_Written instruction 1_: Write out, word for word, everything in the rows from the line containing "Where can the mirror reflection of bed" down to the line containing "point(353, 403)", both lines included.

_Document section_:

Environmental Quality Incentive Program - EQIP
What is EQIP?
Program is a program authorized by the 2002 Farm Bill; otherwise known as the Farm Security and Rural Investment Act of 2002. It was signed into law on May 13, 2002. It is codified in Title II - Conservation, Subtitle D - Environmental Quality Incentives, sec. 2301.
What does it do?
EQIP offers financial and technical help to assist participants install or implement structural and management practices on eligible agricultural land. Provides incentives in the form of cost share payments to implement conservation practices including forestry management practices on non-industrial private forestland. Program focus is geared towards livestock and agricultural production interests. The majority of practices will likely be funded at 50%. Limited resource producers and beginning farmers and ranchers may be eligible for cost-shares up to 90%.
Who administers the program?
The USDA Natural Resource Conservation Service (NRCS) administers the program. Sixty percent of the funding will be earmarked for livestock production practices, including grazing. There isn't a set amount designated for forestry related practices.
Who is eligible to receive this funding?
Agricultural producers, individual or entities engaged in livestock, agricultural production or forestry management may participate. Eligible land includes cropland, rangeland, grassland, pasture and private non-industrial forestland.
What practices are eligible for financial assistance?

_Exercise material_:
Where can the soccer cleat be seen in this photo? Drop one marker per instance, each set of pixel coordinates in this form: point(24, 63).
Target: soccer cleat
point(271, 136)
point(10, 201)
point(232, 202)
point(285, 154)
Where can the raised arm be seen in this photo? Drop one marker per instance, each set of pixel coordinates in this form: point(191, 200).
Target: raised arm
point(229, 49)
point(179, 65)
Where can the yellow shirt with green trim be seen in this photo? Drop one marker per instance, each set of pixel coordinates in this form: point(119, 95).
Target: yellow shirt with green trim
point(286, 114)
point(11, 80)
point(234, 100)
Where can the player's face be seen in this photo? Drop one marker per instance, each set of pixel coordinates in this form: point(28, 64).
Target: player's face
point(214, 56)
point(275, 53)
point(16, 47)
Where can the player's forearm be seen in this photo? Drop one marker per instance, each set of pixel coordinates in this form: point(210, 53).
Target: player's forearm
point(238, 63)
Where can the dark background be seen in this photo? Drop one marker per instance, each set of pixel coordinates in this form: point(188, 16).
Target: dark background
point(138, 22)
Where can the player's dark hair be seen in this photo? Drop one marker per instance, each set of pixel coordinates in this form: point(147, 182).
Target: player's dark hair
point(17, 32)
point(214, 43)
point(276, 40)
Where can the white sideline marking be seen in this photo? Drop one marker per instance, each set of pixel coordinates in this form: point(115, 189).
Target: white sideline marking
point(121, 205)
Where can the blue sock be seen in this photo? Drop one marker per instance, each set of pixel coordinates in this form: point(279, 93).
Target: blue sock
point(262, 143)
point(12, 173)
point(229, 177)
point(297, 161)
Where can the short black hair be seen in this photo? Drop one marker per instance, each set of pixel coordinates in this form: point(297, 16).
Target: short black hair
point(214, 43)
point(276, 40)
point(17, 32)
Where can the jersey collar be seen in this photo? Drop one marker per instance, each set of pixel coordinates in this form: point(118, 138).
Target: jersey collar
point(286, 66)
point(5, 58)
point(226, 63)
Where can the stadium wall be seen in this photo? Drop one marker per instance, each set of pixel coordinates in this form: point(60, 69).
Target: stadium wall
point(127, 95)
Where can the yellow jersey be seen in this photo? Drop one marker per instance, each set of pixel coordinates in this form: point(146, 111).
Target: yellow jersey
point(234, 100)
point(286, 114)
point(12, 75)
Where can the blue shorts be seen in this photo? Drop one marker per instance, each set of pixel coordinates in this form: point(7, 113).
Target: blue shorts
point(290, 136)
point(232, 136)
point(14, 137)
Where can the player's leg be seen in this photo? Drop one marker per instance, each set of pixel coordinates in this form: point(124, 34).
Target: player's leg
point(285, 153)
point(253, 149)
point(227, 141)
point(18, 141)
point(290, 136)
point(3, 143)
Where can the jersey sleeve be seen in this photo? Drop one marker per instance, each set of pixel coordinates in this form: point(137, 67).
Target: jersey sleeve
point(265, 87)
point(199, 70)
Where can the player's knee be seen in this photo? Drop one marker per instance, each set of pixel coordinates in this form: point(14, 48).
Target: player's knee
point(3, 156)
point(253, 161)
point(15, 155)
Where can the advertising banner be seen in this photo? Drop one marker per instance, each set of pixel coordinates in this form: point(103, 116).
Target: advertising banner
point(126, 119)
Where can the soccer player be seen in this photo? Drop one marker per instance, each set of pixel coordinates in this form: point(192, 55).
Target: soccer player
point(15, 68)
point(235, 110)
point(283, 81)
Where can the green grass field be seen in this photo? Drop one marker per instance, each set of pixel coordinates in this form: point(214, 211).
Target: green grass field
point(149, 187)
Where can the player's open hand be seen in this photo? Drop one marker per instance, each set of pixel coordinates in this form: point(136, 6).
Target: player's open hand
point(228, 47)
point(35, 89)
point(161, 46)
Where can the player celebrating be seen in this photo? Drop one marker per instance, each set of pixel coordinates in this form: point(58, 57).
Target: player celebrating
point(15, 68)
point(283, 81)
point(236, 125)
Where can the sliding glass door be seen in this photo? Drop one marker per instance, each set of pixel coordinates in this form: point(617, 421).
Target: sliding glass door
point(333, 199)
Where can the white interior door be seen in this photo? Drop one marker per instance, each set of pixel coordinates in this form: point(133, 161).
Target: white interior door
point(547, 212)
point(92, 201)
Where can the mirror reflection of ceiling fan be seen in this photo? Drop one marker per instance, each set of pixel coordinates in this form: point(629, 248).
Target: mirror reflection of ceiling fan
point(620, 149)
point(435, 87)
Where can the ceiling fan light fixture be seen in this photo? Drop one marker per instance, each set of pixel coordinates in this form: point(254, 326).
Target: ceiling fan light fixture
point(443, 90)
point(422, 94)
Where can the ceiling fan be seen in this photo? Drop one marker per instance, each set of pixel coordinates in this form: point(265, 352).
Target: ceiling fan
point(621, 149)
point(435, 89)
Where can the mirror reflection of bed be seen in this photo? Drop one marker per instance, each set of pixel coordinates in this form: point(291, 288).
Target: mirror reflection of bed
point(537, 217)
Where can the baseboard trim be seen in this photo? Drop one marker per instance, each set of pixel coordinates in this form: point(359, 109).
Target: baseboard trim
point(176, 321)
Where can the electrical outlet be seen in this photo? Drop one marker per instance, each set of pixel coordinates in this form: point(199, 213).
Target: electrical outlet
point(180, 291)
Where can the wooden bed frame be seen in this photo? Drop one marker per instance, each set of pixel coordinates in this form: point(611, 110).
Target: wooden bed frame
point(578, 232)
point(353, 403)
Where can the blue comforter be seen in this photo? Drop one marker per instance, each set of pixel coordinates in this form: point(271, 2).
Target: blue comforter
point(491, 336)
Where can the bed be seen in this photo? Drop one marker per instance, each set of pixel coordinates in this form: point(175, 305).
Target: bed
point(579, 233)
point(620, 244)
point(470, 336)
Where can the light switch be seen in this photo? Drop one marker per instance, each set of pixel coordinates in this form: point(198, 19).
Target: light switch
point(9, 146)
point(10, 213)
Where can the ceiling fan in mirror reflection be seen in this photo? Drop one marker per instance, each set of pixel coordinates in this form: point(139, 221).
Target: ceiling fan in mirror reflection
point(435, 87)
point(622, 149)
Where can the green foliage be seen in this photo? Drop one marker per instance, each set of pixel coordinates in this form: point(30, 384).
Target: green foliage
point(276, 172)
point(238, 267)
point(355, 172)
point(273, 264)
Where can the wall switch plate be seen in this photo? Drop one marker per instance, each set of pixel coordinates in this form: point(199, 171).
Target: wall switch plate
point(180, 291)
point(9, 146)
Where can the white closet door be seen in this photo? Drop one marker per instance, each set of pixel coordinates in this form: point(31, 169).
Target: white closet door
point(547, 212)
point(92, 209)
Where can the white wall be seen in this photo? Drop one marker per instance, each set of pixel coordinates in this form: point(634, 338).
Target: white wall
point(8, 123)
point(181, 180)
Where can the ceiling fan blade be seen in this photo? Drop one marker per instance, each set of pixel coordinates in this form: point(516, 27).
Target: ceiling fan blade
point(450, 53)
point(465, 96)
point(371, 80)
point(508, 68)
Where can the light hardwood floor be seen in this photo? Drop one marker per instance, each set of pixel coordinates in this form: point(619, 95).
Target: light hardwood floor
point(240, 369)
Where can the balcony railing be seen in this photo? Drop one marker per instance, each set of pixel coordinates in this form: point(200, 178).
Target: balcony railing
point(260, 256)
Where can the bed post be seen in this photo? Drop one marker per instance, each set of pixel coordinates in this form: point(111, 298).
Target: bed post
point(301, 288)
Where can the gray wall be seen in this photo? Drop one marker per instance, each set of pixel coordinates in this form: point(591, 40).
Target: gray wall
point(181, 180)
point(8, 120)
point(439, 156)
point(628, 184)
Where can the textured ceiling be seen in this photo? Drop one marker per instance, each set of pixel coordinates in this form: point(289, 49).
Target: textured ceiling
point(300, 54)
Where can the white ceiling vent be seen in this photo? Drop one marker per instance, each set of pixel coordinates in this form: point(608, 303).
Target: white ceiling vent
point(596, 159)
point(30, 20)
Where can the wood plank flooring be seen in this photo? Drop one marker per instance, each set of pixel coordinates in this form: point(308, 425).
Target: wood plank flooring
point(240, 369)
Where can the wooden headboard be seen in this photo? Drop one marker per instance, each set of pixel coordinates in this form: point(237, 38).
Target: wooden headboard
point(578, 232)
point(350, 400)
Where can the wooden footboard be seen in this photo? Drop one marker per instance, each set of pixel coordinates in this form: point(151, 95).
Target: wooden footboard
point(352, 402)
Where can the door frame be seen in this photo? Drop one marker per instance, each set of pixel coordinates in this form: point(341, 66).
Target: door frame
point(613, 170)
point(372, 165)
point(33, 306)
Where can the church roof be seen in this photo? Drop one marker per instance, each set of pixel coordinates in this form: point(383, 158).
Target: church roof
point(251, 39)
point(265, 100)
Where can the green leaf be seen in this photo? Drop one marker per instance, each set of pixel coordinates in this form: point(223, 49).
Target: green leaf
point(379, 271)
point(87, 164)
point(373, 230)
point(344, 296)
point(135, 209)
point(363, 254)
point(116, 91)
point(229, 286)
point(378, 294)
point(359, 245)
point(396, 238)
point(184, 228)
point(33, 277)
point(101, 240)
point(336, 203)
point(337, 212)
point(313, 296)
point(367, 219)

_Written instruction 2_:
Answer these questions from the EQIP text:
(a) On what date was the act authorizing the program signed into law?
(b) Which agency administers the program?
(c) Limited resource producers and beginning farmers and ranchers may be eligible for cost-shares up to what percentage?

_Full response 1_:
Where can the mirror reflection of bed be seen in this photo? Drop one marker per instance, each set of pixel coordinates in this form: point(291, 288).
Target: mirror reflection of bed
point(537, 217)
Where can the baseboard trim be seen in this photo? Drop one marker per instance, each set of pixel coordinates in this form: point(359, 109).
Target: baseboard trim
point(176, 321)
Where can the electrical outlet be seen in this photo? Drop one marker per instance, each set of pixel coordinates in this form: point(199, 213).
Target: electrical outlet
point(180, 291)
Where can the wooden bed frame be seen in this photo? Drop one marker per instance, each set of pixel coordinates in this form: point(611, 110).
Target: wooden bed frame
point(578, 232)
point(353, 403)

_Full response 2_:
(a) May 13, 2002
(b) The USDA Natural Resource Conservation Service (NRCS)
(c) 90%